**THINGS TO DO:**
a. Can you sum up the Poetry NZ text in two sentences?
b. Who are all the people the Poetry NZ text names as past, present, or incoming editors of the magazine?
c. In the Poetry NZ text, what new name did Jack Ross give the magazine in 2014?

**SUPPLIED TEXT:**
----------------

Johanna Emeney works at Massey University as a teacher of creative writing and has published several poetry collections.

 

 

Many many years ago my first poetry collection Cookhouse (AUP) appeared in the world and it was a big thing for me. I was at the stove with my baby in my arms, when the phone rang, and I dropped something all over the floor. It was Alistair Paterson, then editor of Poetry NZ, wanting to know if I would be the feature poet. The tap was running, the mess was growing, the pot was bubbling, my baby was crying, but somehow I spoke about poetry and agreed to my face on the cover and poems inside. It felt important.

I have only sent poems to journals a couple of times since then as I find it a distraction, but I love reading NZ literary journals. We have so many good ones from the enduring magnificence of Sport and Landfall to the zesty appeal of Mimicry and Min-a-rets.

 

Poetry NZ has had a number of editors, and is New Zealand’s longest running literary magazine. Poet Louis Johnson founded it in 1951 and edited it until 1964 (as the New Zealand Poetry Yearbook). Various others have taken turns at the helm – most notably Alistair Paterson from 1993 to 2014. In 2014 Jack Ross took it back to its roots and renamed it Poetry New Zealand Yearbook. This year Johanna Emeney stepped in as guest editor while Tracey Slaughter takes over the role from 2021.

Each issue includes essays, reviews, critical commentary, poetry and a featured poet.

 

For me Poetry New Zealand 2020 is a breath of fresh air. It opens its arms wide and every page resonates so beautifully. It showcases the idea that poetry is an open home. The poems behave on the page in a galaxy of ways, sparking and connecting multiple communities. I feel so satisfyingly refreshed having read this, warmed though, restored.

----------------

**SOURCE DATA:**
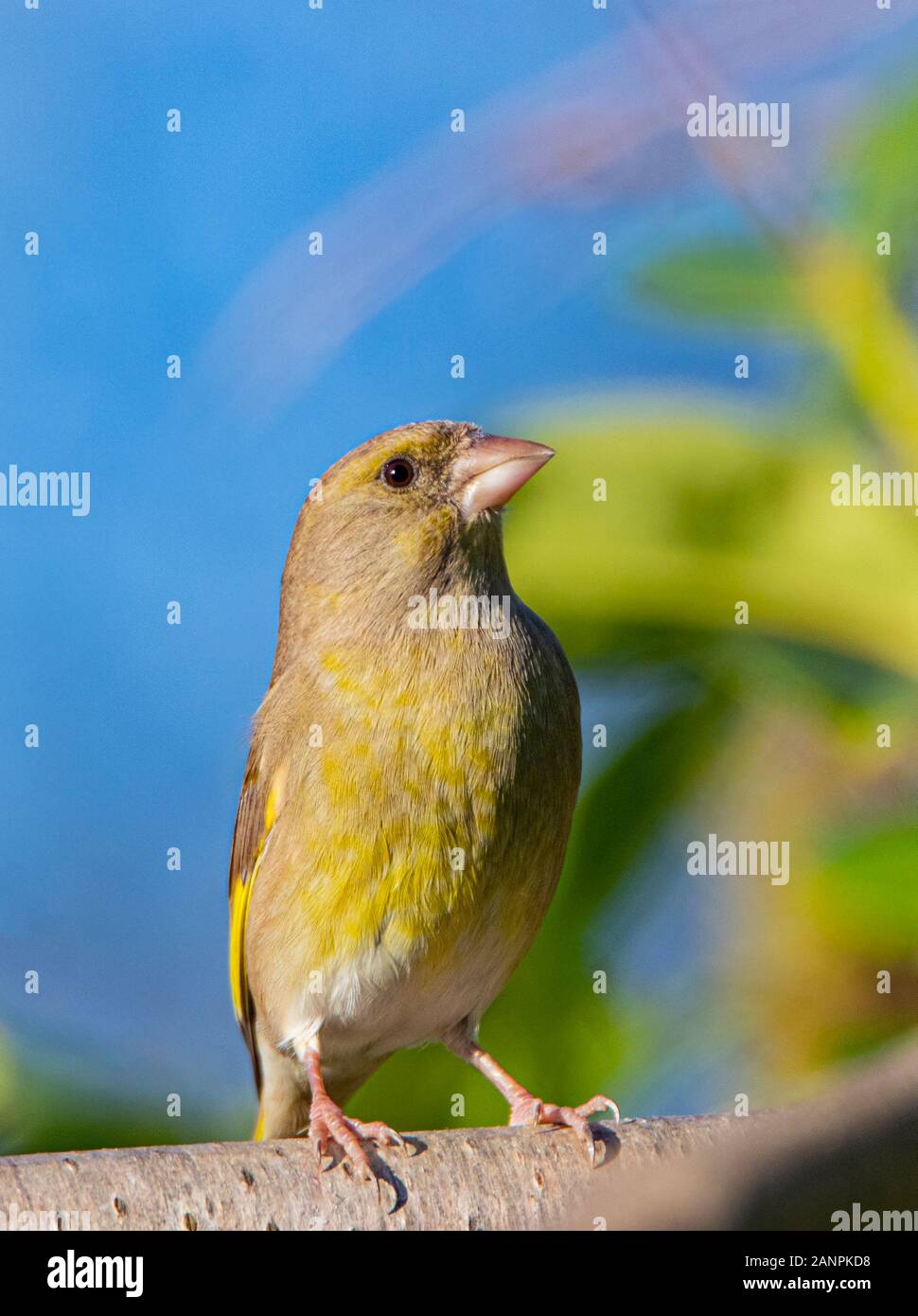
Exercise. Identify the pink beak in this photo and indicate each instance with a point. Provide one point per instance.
(493, 469)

----------------

**RESPONSES:**
a. The writer recalls being asked by Alistair Paterson, then editor of Poetry NZ, to be its feature poet after their first collection, Cookhouse, appeared, and calls Poetry New Zealand 2020 a breath of fresh air. Founded by Louis Johnson in 1951, Poetry NZ is New Zealand's longest running literary magazine, with Johanna Emeney as this year's guest editor and Tracey Slaughter taking over the role from 2021.

b.
- Louis Johnson
- Alistair Paterson
- Jack Ross
- Johanna Emeney
- Tracey Slaughter

c. Poetry New Zealand Yearbook